Task 1: In the forum thread on CSST bonding, what does JMORRISON say the bonding requirements in the CSST manuals came about as part of?
Task 2: Write the next part of the forum thread on CSST bonding, starting after its last sentence.

Reading text:
----------------

Currently this is an ICC and NFPA 54 gas code requirement specific to CSST lightning protection, not an electrical code and yet it is usually an electrician that is qualified. But electricians may not be trained with the CSST manufacturer specific installation methods and listed parts. I’m aware some AHJ will require two separate permits, gas/mechanical and an electrical for installation because of these issues. 

I keep latest copies of each CSST manufacturer’s installation guides in my vehicle and write down the issue date and page number to ascertain the proper correction is made for us both. I’m not surprise when they call my office and ask where to get a copy.

One concern made aware to me is the inter-changing of use one manufacturer’s fittings with another manufacturer’s pipe.


----------



## JMORRISON (Dec 7, 2010)

The bonding requirements in the CSST manuals came about part of a class action settlement.  the electricians generally run it here

http://www.pddocs.com/csst/marketingchanges.htm


----------



## north star (Dec 7, 2010)

** * * **

From the 2006 IRC: Section E3509.7:

"*Bonding other metal piping.*

Where installed in or attached to a building or structure, metal piping systems,

including gas piping, capable of becoming energized shall be bonded to the service

equipment enclosure, the grounded conductor at the service, the grounding

electrode conductor where of sufficient size, or to the one or more grounding

electrodes used.......The bonding jumper shall be sized in accordance with Table

E3808.12 using the rating of the circuit capable of energizing the piping......The

equipment grounding conductor for the circuit that is capable of energizing the

piping shall be permitted to serve as the bonding means......The points of

attachment of the bonding jumper(s) shall be accessible."

----------------

Supplied information:

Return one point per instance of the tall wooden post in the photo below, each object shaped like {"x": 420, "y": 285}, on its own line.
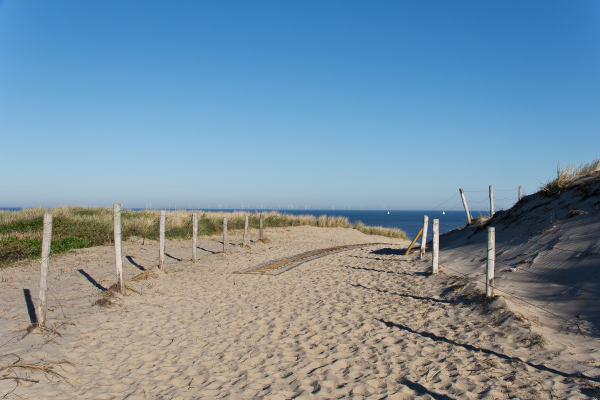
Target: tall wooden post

----------------

Exercise output 1: A class action settlement.

Exercise output 2:
** * * **


----------



## Francis Vineyard (Dec 7, 2010)

north star though NEC bonding installation is similar the methods of sizing and placement it does not completely satisfy the lightning protection required for CSST gas tubing. It is done for a different purpose.

From a 2009 article referenced; http://www.iaei.org/magazine/?p=4186

“The scopes of NFPA 54 and NFPA 70 are not the same and address different important issues. The _NEC_ rules address fire and shock hazards for persons and property. The bonding requirements for other metal piping systems in the _NEC_ protect the piping system from the electrical system within the building. NFPA 54 covers safety and performance of gas piping systems, including addressing safety concerns. The recent revisions in NFPA 54 Section 7.13 result in new bonding requirements in response to serious issues related to CSST piping system failures and losses from subsequent gas leaks. NFPA 54 includes the new, more restrictive bonding requirements that are an effort to protect specific piping systems that are known to be vulnerable to the effects of lightning.”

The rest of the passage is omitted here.